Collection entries
• • • • •

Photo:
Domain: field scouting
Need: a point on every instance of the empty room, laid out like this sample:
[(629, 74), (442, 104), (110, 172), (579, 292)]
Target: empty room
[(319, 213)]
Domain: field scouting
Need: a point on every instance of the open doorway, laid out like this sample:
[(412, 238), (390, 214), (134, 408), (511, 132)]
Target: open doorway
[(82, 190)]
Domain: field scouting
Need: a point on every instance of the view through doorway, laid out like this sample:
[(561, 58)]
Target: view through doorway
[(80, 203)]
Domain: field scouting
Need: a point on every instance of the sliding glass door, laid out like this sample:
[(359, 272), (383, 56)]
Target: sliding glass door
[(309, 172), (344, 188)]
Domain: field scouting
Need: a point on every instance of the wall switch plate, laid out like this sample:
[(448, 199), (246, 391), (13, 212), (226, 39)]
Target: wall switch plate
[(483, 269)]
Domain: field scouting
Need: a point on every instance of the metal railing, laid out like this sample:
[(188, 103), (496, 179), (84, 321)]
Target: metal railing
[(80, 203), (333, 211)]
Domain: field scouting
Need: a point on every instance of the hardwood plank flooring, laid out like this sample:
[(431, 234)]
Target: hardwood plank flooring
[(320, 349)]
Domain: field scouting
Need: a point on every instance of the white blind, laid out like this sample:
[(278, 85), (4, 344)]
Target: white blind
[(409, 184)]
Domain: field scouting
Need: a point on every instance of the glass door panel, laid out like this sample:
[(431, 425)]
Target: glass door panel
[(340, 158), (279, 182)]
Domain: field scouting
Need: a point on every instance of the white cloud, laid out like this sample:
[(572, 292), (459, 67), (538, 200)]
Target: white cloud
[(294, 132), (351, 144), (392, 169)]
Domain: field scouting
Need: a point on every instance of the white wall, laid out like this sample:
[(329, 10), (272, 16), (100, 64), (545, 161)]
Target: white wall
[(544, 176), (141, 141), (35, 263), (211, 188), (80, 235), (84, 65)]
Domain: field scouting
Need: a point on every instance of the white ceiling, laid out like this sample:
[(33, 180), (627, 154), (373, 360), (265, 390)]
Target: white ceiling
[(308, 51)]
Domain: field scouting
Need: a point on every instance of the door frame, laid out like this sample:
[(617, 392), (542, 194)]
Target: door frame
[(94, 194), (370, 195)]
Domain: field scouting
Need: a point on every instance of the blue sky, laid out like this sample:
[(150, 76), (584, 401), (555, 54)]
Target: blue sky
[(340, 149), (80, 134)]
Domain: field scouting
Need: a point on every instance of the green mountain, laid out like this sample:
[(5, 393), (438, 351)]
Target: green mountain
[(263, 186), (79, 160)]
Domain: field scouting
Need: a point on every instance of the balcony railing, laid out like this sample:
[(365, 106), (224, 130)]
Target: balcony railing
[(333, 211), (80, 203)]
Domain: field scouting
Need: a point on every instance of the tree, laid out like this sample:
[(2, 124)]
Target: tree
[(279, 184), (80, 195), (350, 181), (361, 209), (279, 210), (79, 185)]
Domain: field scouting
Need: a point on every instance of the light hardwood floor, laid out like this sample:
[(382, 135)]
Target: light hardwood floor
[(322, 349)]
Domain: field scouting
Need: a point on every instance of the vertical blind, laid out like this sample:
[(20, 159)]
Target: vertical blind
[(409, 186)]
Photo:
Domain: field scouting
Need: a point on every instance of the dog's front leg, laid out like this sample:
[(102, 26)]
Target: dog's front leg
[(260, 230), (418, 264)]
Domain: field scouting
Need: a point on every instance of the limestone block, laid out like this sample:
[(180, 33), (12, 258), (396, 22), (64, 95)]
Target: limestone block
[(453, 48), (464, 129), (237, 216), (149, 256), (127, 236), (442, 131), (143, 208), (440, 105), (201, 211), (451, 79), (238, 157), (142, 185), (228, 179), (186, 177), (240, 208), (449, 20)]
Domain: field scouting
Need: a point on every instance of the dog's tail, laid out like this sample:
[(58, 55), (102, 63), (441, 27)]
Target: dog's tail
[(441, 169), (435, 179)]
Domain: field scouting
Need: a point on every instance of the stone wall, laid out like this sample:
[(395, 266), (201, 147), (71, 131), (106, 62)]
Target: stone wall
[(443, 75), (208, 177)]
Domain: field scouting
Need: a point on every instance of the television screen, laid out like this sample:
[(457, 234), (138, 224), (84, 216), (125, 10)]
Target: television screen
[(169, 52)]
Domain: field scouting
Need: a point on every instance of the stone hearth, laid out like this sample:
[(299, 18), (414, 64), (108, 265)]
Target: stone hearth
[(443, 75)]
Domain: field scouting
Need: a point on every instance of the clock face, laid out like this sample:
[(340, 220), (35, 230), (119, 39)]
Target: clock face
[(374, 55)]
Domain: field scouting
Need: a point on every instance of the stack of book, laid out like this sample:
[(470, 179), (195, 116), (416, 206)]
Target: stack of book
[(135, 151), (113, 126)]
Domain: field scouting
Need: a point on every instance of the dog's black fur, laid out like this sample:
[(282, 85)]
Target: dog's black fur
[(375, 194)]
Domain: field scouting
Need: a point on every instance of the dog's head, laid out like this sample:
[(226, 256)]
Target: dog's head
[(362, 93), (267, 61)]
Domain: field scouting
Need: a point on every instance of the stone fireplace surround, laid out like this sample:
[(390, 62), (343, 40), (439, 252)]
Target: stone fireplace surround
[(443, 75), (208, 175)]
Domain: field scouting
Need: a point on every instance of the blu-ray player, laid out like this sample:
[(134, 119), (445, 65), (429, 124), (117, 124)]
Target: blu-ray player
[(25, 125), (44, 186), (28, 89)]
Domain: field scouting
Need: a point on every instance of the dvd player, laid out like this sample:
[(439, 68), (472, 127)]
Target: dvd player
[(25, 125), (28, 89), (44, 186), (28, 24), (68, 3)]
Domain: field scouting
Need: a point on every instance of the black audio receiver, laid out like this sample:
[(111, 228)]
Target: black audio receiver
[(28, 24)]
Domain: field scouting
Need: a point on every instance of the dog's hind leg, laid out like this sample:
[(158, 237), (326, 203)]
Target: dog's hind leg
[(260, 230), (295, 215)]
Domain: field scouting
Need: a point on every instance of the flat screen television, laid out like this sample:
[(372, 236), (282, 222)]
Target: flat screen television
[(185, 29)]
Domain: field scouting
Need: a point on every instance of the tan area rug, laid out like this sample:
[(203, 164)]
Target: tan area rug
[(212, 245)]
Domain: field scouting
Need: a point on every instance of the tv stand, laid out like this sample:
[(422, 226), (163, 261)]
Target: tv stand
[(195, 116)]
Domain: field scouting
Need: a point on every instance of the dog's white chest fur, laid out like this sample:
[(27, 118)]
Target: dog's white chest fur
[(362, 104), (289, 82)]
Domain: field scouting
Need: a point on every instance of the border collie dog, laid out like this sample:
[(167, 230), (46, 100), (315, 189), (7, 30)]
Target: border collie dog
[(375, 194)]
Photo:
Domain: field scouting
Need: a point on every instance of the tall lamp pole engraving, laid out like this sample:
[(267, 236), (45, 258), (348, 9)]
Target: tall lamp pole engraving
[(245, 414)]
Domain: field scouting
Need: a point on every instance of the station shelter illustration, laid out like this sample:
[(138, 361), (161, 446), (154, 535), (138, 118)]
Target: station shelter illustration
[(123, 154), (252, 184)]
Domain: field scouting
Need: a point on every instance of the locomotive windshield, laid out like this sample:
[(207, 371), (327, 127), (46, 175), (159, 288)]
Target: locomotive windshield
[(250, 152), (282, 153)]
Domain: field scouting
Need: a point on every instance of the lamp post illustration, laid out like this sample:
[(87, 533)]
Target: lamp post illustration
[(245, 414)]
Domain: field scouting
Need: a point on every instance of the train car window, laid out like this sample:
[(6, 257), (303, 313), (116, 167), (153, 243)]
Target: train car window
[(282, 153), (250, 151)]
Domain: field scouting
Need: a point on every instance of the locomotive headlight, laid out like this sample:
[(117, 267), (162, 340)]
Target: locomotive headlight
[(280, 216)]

• • • • •

§ Task goal:
How many lines of the records above contain the word "blue"? Give only the number.

§ Exercise output:
2